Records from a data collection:
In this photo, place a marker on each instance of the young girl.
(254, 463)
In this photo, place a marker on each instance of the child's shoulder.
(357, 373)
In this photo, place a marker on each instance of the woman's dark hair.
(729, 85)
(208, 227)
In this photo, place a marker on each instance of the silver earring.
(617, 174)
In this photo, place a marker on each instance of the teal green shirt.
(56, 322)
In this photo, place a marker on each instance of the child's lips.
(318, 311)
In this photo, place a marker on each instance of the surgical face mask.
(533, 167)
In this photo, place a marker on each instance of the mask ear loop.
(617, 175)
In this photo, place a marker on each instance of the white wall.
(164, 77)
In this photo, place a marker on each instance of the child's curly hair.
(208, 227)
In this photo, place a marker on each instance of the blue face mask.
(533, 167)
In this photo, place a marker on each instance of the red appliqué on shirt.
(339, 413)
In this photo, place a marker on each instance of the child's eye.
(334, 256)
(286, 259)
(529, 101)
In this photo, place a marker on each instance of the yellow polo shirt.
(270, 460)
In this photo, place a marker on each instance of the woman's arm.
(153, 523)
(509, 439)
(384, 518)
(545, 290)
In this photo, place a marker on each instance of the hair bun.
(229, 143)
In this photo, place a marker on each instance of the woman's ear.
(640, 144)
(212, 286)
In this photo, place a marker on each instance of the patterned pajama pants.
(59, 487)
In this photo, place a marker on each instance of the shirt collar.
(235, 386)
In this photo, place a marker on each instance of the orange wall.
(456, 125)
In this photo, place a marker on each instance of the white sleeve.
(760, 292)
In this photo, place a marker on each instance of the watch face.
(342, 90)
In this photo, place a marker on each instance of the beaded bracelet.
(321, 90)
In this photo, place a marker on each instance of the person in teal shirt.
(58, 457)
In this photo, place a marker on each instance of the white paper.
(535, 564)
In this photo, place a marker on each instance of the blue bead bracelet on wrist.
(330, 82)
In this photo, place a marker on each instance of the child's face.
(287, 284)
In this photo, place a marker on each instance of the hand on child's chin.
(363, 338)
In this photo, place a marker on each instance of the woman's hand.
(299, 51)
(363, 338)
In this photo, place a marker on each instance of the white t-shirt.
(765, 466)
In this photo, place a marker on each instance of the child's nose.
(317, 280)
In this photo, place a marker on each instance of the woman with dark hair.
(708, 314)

### TASK TO COMPLETE
Write out every record shown above, word for word.

### ANSWER
In this photo, place a marker on each instance of the young girl.
(254, 463)
In this photo, place a marker on each instance of the child's shoulder.
(357, 373)
In this photo, place a marker on each instance of the woman's dark hair.
(729, 85)
(208, 227)
In this photo, place a marker on each instance of the silver earring.
(617, 174)
In this photo, place a marker on each instance of the teal green shirt.
(56, 322)
In this photo, place a marker on each instance of the child's lips.
(318, 311)
In this photo, place a marker on each instance of the surgical face mask.
(533, 167)
In this photo, place a marker on each instance of the mask ear loop.
(617, 175)
In this photo, place a marker on each instance of the white wall.
(164, 77)
In this photo, place a marker on each instance of the child's curly hair.
(208, 227)
In this photo, place a marker on each instance of the blue face mask.
(533, 167)
In this photo, place a marker on each instance of the red appliqué on shirt.
(339, 413)
In this photo, place a marker on each instance of the child's eye.
(334, 256)
(286, 259)
(529, 101)
In this photo, place a marker on each instance of the yellow polo shirt.
(270, 460)
In this photo, place a marker on each instance of the woman's arm.
(153, 523)
(509, 439)
(384, 518)
(545, 290)
In this photo, place a marker on each instance of the hair bun.
(229, 143)
In this photo, place a marker on each instance of the woman's ear.
(640, 144)
(212, 286)
In this photo, place a marker on each instance of the patterned pajama pants.
(59, 487)
In this photo, place a marker on each instance of the shirt collar.
(235, 386)
In this photo, place a marker on each instance of the orange wall.
(456, 125)
In this photo, place a marker on each instance of the white sleeve.
(760, 292)
In this photo, place a marker on each instance of the watch face.
(342, 90)
In this photo, place a marker on each instance of the beaded bracelet.
(321, 90)
In this photo, place a marker on each instance of the person in teal shirt.
(58, 457)
In this photo, place a marker on each instance of the white paper.
(535, 564)
In this photo, place a marker on each instance of the blue bead bracelet on wrist.
(330, 82)
In this photo, place a marker on each instance of the child's face.
(287, 284)
In this photo, place a marker on each instance of the hand on child's chin.
(363, 338)
In this photo, place a marker on each instance of the woman's hand.
(299, 51)
(363, 338)
In this photo, place a marker on each instance of the white t-shirt.
(765, 466)
In this photo, place a marker on each instance of the child's nose.
(317, 280)
In this photo, place a marker on each instance of the woman with dark hair.
(708, 314)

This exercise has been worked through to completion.